[TÂCHE] Recopiez à l’identique le passage du texte sur les 35 ans du web qui commence par « Berners-Lee n’avait pourtant » et se termine par « nom de web. ».

[TEXTE PRÉSENTÉ]

• • • •

Le web à 35 ans et il est en panne, mais son inventeur n’a pas encore perdu l’espoir de le réparer

Le web à 35 ans et il est en panne, mais son inventeur n



En 1989, l’internet avait déjà quelques années d’existence, mais il ne ressemblait en rien à ce qu’il est aujourd’hui. L’internet que nous utilisons aujourd’hui doit en grande partie son aspect et sa convivialité à Sir Tim Berners-Lee et à sa création, le World Wide Web. Oui, le lancement du web remonte à 35 ans, et au document de Berners-Lee intitulé Gestion de l’information : une proposition.


Berners-Lee n’avait pourtant pas l’intention de changer le monde. Il voulait simplement créer un moyen simple de partager des informations au sein du Centre Européen pour la Recherche Nucléaire, plus connue sous le nom de CERN. Sa solution était un système hypertexte distribué sur l’internet. Nous le connaissons sous le nom de web.


Il a fallu plusieurs années pour passer d’une idée sur le papier à un système fonctionnel. En 1993, lorsque je suis devenu la première personne à écrire une introduction au web, il n’existait que deux serveurs web. Lorsque j’ai écrit le livre Inside the World Wide Web en 1994, la popularité de l’internet avait explosé. Il est passé dans ce laps de temps de quelque chose que seuls les techniciens utilisaient aux fondations du web omniprésent d’aujourd’hui. Bref, tout le monde voulait être sur l’internet.

Deux décennies opposées


Comme Berners-Lee l’a déclaré en 2024, le web a été construit sur « l’intention de permettre la collaboration, d’encourager la compassion et de générer de la créativité – ce que j’appelle les 3 C ».

« Il devait être un outil d’autonomisation de l’humanité. La première décennie du web a tenu cette promesse – le web était décentralisé ». Berners-Lee poursuit : « Au cours de la dernière décennie, au lieu d’incarner ces valeurs, le web a plutôt contribué à les éroder ». Il attribue cela au « dysfonctionnement causé par le fait que le web est dominé par l’intérêt de plusieurs entreprises ».

• • • •

[DONNÉES FOURNIES]
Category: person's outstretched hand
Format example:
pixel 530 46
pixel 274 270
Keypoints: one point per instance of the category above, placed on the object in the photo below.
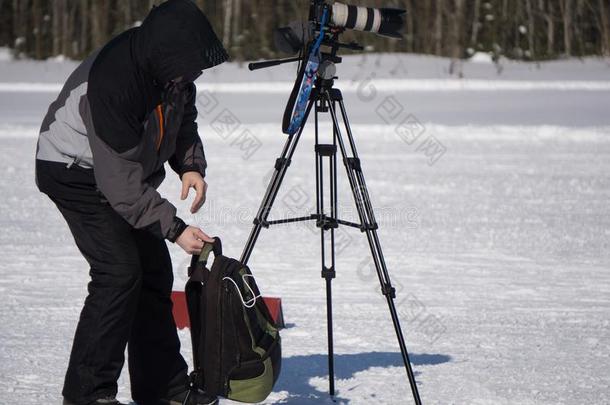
pixel 191 240
pixel 194 180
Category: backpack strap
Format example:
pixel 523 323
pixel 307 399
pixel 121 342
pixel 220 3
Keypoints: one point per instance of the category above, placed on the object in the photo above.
pixel 199 262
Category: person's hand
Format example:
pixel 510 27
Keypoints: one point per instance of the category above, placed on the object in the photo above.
pixel 194 180
pixel 191 240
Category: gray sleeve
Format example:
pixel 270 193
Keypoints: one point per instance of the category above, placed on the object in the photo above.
pixel 119 176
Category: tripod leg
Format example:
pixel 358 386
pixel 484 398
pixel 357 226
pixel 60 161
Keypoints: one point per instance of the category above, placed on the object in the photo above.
pixel 367 218
pixel 327 225
pixel 281 166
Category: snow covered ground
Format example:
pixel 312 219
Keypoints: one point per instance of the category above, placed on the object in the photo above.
pixel 492 193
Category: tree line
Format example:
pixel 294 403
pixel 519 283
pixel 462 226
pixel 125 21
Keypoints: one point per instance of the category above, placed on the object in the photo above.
pixel 517 29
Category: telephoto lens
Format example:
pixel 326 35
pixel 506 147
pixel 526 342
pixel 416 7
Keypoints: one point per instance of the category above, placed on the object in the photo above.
pixel 383 21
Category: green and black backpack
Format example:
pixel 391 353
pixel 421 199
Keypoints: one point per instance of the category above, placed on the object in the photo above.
pixel 236 344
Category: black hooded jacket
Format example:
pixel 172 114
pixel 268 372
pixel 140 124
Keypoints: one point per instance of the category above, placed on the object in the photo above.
pixel 117 122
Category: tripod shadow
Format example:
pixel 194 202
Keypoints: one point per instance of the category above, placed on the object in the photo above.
pixel 298 370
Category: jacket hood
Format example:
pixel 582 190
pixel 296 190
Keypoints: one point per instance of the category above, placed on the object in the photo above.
pixel 176 39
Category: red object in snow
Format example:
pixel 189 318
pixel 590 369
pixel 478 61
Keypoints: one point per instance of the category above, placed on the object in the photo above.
pixel 181 316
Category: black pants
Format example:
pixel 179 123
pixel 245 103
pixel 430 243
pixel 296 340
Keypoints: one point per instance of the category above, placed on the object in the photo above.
pixel 129 303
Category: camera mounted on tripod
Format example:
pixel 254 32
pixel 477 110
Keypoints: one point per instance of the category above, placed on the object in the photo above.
pixel 327 21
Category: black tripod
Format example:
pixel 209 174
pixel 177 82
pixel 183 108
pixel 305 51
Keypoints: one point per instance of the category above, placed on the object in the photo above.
pixel 325 99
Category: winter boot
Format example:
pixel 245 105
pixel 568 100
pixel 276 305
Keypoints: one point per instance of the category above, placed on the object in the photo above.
pixel 191 397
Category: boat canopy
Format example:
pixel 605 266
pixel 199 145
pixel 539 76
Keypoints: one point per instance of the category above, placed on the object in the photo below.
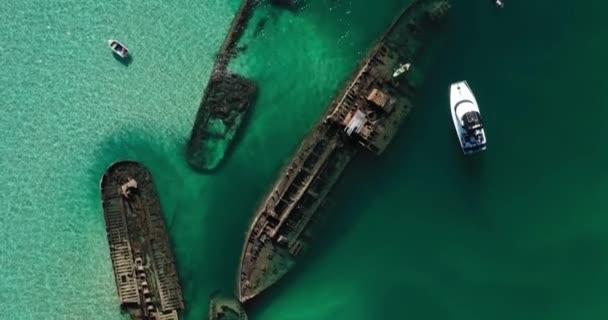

• • • •

[RÉPONSE]
Berners-Lee n’avait pourtant pas l’intention de changer le monde. Il voulait simplement créer un moyen simple de partager des informations au sein du Centre Européen pour la Recherche Nucléaire, plus connue sous le nom de CERN. Sa solution était un système hypertexte distribué sur l’internet. Nous le connaissons sous le nom de web.